| STATED PROBLEM |
Retype the rows below without any changes, from the line holding "point: black cap" through the final row, inclusive.

----- RECORDS FOR THIS EXERCISE -----

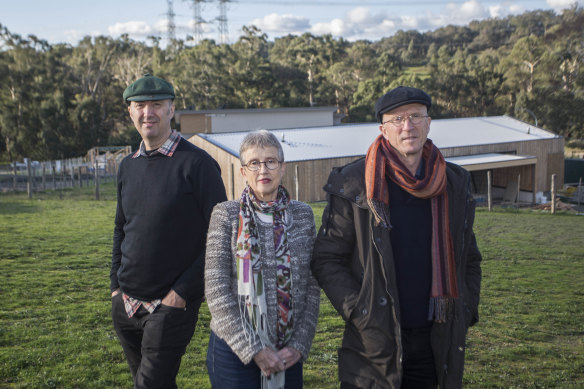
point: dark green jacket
(353, 263)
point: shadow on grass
(14, 208)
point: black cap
(399, 96)
(149, 87)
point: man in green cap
(166, 192)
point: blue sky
(71, 20)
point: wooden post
(96, 171)
(296, 181)
(72, 173)
(33, 182)
(533, 186)
(28, 181)
(518, 187)
(232, 182)
(14, 176)
(490, 189)
(63, 176)
(44, 182)
(579, 193)
(553, 193)
(54, 174)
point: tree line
(59, 100)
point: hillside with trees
(59, 100)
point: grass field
(55, 328)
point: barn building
(216, 121)
(516, 154)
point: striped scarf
(383, 162)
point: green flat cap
(147, 88)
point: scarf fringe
(440, 309)
(379, 212)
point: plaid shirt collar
(168, 147)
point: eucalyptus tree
(250, 73)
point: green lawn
(55, 328)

-----

| THE OUTPUT |
point: black cap
(399, 96)
(149, 87)
point: man in green cap
(166, 192)
point: blue sky
(71, 20)
point: wooden post
(96, 171)
(296, 181)
(72, 173)
(33, 182)
(533, 186)
(28, 181)
(518, 187)
(232, 182)
(14, 176)
(490, 189)
(63, 176)
(44, 182)
(579, 193)
(553, 193)
(54, 174)
point: tree line
(59, 100)
point: hillside with trees
(59, 100)
point: grass field
(55, 328)
point: barn building
(216, 121)
(516, 154)
point: striped scarf
(383, 162)
point: green flat cap
(147, 88)
point: scarf fringe
(440, 309)
(379, 212)
point: plaid shirt collar
(168, 147)
point: eucalyptus tree
(250, 73)
point: green lawn
(55, 328)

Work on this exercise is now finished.